Task goal — If a line below contains the word "gilded", count it. Please give the total and nothing else.

(Stored data entries)
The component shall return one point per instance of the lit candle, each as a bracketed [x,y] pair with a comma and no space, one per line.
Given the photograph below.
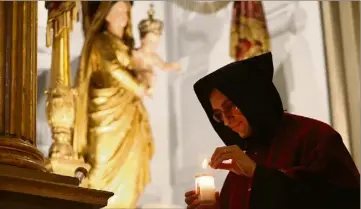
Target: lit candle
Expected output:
[205,186]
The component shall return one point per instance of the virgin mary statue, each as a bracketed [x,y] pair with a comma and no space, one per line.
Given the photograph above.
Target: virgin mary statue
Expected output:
[112,131]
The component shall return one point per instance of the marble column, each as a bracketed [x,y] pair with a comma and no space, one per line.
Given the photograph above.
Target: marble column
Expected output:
[18,85]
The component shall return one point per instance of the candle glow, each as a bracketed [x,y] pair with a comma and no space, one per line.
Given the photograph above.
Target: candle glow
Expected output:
[205,186]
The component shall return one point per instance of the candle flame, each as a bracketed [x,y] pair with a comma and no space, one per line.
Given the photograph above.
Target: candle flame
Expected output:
[205,163]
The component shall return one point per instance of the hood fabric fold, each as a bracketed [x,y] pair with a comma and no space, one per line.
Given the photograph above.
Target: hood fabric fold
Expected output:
[248,84]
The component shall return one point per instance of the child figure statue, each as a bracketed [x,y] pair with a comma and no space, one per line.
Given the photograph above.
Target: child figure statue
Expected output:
[145,58]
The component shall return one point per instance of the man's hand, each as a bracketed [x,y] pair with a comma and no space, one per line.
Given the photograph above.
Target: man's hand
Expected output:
[191,199]
[241,164]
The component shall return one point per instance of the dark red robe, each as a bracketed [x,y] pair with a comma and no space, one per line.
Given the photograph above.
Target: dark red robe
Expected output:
[302,163]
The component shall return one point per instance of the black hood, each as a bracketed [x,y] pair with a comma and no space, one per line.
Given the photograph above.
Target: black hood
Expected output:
[248,84]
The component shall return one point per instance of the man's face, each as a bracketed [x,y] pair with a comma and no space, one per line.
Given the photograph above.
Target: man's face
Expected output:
[224,111]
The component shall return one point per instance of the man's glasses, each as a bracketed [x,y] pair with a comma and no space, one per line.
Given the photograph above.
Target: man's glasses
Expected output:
[219,115]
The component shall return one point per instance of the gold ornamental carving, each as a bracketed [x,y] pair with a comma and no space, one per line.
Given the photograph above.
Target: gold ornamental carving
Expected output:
[60,103]
[18,85]
[60,114]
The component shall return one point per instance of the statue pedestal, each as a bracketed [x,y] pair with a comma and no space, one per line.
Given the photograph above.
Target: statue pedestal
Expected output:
[31,189]
[67,167]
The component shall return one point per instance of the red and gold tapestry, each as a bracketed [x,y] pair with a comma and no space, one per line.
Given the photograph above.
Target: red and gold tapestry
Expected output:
[249,33]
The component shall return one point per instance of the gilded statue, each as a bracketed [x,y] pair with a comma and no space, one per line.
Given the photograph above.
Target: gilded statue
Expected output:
[145,59]
[111,130]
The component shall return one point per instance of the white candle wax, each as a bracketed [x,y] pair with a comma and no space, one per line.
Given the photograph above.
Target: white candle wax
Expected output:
[205,188]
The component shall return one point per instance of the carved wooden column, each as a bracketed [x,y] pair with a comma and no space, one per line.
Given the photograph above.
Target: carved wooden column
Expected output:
[24,185]
[18,85]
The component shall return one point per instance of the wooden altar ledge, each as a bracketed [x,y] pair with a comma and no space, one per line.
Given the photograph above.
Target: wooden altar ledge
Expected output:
[22,188]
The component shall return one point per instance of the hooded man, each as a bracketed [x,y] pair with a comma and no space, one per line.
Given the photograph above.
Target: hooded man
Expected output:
[278,160]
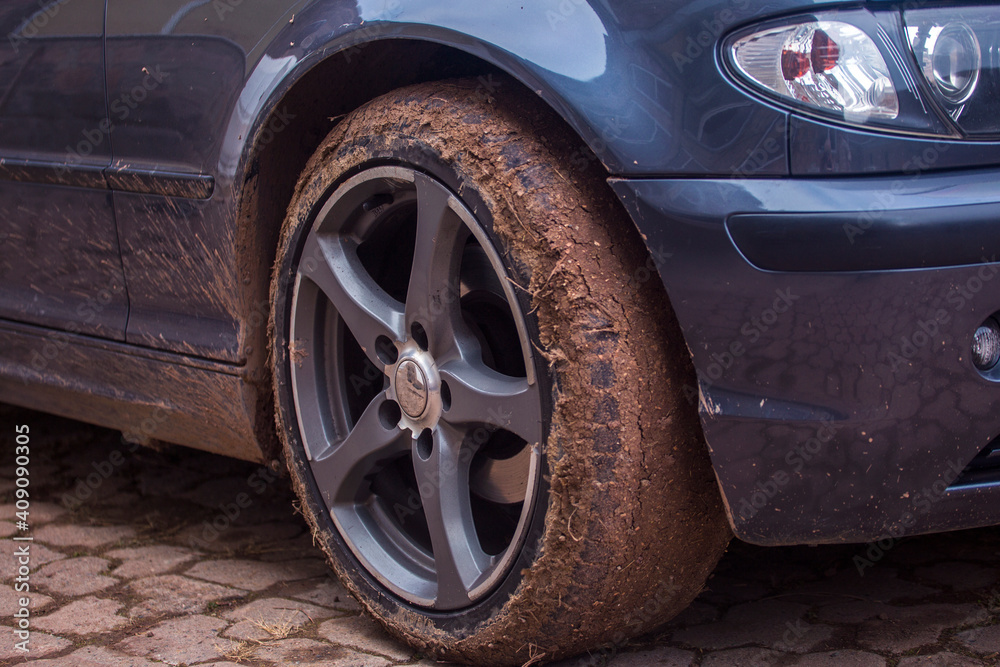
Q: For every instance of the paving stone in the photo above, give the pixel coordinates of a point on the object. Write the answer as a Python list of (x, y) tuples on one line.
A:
[(841, 659), (87, 490), (364, 634), (697, 613), (233, 539), (906, 628), (39, 512), (40, 644), (10, 601), (74, 576), (665, 656), (84, 616), (945, 659), (310, 653), (329, 593), (296, 548), (171, 593), (157, 480), (772, 623), (744, 657), (725, 591), (959, 576), (178, 641), (880, 584), (148, 561), (38, 553), (94, 656), (279, 614), (222, 491), (255, 575), (853, 612), (82, 536), (981, 640)]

Exercise solution — 2